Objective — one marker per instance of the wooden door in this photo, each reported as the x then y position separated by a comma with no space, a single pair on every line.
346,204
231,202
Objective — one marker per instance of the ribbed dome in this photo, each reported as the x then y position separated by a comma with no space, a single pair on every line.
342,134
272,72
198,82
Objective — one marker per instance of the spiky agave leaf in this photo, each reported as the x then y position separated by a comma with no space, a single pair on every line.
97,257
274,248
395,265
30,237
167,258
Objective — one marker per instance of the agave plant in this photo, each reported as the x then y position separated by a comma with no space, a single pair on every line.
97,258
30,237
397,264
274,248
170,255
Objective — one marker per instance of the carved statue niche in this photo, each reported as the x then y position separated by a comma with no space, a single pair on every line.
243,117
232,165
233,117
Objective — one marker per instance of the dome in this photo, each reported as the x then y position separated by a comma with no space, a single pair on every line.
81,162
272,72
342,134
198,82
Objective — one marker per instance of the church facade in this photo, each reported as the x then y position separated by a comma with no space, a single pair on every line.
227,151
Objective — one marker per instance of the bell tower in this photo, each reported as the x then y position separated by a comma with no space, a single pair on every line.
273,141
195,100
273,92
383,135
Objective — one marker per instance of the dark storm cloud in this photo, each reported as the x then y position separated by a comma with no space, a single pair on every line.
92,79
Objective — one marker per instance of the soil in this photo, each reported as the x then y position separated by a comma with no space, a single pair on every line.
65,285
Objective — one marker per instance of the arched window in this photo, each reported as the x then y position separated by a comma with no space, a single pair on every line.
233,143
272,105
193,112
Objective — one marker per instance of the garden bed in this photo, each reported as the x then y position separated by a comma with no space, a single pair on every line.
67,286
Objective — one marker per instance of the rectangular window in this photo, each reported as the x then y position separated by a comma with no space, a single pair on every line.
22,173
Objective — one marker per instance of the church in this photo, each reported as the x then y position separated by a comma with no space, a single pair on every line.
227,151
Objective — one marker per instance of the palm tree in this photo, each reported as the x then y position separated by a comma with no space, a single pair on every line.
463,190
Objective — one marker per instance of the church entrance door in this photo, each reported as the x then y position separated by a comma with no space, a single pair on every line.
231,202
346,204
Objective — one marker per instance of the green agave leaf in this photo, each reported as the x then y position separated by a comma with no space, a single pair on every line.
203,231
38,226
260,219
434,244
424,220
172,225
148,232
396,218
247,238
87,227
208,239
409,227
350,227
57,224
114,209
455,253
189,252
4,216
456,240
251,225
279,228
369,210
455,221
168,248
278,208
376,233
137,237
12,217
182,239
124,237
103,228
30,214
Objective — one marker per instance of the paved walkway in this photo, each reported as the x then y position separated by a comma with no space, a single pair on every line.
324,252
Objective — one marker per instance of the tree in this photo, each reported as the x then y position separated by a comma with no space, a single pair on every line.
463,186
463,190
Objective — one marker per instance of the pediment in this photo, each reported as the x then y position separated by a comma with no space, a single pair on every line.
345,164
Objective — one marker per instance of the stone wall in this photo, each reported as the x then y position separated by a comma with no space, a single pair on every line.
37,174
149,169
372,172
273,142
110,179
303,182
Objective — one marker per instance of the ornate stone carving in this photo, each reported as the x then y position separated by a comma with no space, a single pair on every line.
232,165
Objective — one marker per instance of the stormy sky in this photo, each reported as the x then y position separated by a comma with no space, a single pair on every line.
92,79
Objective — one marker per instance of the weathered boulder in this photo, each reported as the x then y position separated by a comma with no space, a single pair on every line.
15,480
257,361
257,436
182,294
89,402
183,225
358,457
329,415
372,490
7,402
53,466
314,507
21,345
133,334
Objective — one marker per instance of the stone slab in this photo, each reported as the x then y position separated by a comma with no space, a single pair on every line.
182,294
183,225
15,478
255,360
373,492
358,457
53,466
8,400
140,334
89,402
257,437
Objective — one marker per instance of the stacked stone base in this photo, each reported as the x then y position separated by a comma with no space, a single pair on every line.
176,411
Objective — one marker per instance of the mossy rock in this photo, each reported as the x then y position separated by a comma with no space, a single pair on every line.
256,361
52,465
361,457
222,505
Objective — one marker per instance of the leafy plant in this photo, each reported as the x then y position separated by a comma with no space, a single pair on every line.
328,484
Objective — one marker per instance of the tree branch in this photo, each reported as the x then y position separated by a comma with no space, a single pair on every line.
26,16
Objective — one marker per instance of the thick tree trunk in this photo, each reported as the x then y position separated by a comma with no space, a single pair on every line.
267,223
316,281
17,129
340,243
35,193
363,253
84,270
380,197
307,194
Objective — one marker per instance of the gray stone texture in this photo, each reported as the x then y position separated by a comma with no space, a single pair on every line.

What is being asked:
Repeat the records above in full, character for character.

Full solution:
Objective — one marker per instance of the wooden door in this photo, each reported as the x then y position separated by a comma with no space, a single pair on every line.
346,204
231,202
Objective — one marker per instance of the ribbed dome in this photo, each reported as the x then y position separated by a comma with no space, a single pair on every line.
342,134
272,72
198,82
Objective — one marker per instance of the spiky agave leaf in this photo, each reported as the x then y position separated by a comma with no space, a single pair on every line.
97,257
274,248
395,265
30,237
167,258
Objective — one marker per instance of the agave plant in this photo, each reported as the x then y position separated by a comma with no space, a single pair on every line.
97,258
30,237
397,264
274,248
170,255
Objective — one marker per instance of the carved statue niche in this photo, each reported as the x then y position separated by a comma with no space, a single pair on every line.
243,117
232,165
233,117
Objective — one marker per instance of the dome in this photo, each reported as the x then y position separated by a comma with no space, a single pair on every line.
81,162
272,72
342,134
198,82
Objective — one marker per instance of the church facade in this photo, each reported as the x then y position separated by a comma with no space, a single pair on every line.
227,151
Objective — one marker per instance of the bell tower in this photo, each reported as the x then y position separated by a comma with no space, a single pair on every line.
273,141
195,100
273,92
383,135
Objective — one marker per instance of the dark storm cloud in this photo, each reported as the x then y position separated by a comma with no space, a single pair on every line.
92,79
Objective — one marker per instance of the soil in this photo, each reported as the x then y position separated by a comma with no space, a single pair on every line.
65,285
Objective — one marker per instance of the arched window in this photo, each reported as the x then y position separated by a comma with no space, a single pair on every line.
233,143
272,105
193,112
Objective — one marker per instance of the garden bed in this photo, each reported as the x then y position separated by a comma with no space, a single pair on every line.
67,286
Objective — one marker per instance of the rectangular window in this photo, each reported as the x then y position separated by a comma with no space, a single pair on every line.
22,173
Objective — one marker per instance of the church in this photo, each reported as the x then y position separated by a comma with no space, a single pair on every line.
227,151
Objective — one marker per instance of the palm tree in this photo, each reported as the x then y position separated by a comma with no space, a single pair on every line.
463,190
Objective — one marker per instance of the church entrance door in this photo, each reported as the x then y position separated by a comma with no space, a single pair on every line.
231,202
346,204
Objective — one marker per instance of the green agave leaf in this photo, each reported as the x then y position separated by a comma with no space, a single pair on every line.
203,231
38,226
260,219
434,244
424,220
172,225
148,232
396,218
247,238
87,227
208,239
409,227
350,227
57,224
114,209
455,253
189,252
4,216
456,240
251,225
279,228
369,210
455,221
168,248
278,208
376,233
137,237
12,217
182,239
124,237
103,228
30,214
Objective — one marker per instance of the paved walkway in this photo, each reported as the x then y position separated by a comma with no space, a single pair on every line.
324,252
Objective — one marker per instance of the tree in this photo, each reported as the x then y position separated by a comma with no space, a single pair on every line.
463,186
463,190
Objective — one marker per instance of the pediment in this photo, each reported as the x then y position separated by a comma with no space, a single pair on every line.
345,164
Objective — one marker per instance of the stone wall in this photo, each reported as the x then y position separated by a comma with no space, a single pair on every line.
37,174
149,169
372,172
273,142
110,179
303,182
Objective — one marker per instance of the ornate stone carving in this photo, each reported as the x then y position separated by a comma with no space, a single pair on every line.
232,165
Objective — one marker per instance of the stormy sky in this photo, each reported as the x then y position separated by a comma with no space, a single pair on every line.
92,79
Objective — one marker per instance of the weathered boulder in this photo, each reported as the x then y position separated by a comma with no space, a single pair on every line.
15,480
257,361
257,436
182,294
89,402
183,225
358,457
329,415
372,490
7,402
53,466
314,507
21,345
133,334
Objective — one marker per instance of the stone slab in this photo, each reported as the x then y position separated by a comma with no space, a single pair on every line.
182,294
183,225
15,478
255,360
373,492
358,457
53,466
8,400
140,334
89,402
257,437
Objective — one marker per instance of the stacked stone base in this photo, each reported as the x then y position separated by a comma with no space, a single pair on every line.
176,411
Objective — one marker per instance of the mossy rock in this photo, each reported as the x then y position separated by a comma with no space, a single pair on every line.
256,361
52,465
361,457
222,505
Objective — one marker per instance of the leafy plant in this photo, each reported as the x then y position separated by a comma with no space, a single pair on every line.
328,484
Objective — one marker per instance of the tree branch in this photo, each reported as the x then y position separated by a comma with no space, a single pair on every line.
26,16
Objective — one marker per instance of the thick tree trunk in this photo, each reported as the x then y position separated by a comma with no space, a single pair on every line.
267,223
316,281
17,129
340,243
35,193
363,253
84,270
380,197
307,194
Objective — one marker per instance of the gray stone texture in this photo, each reported as the x then y position separated by a comma with no space, a single pair on every line.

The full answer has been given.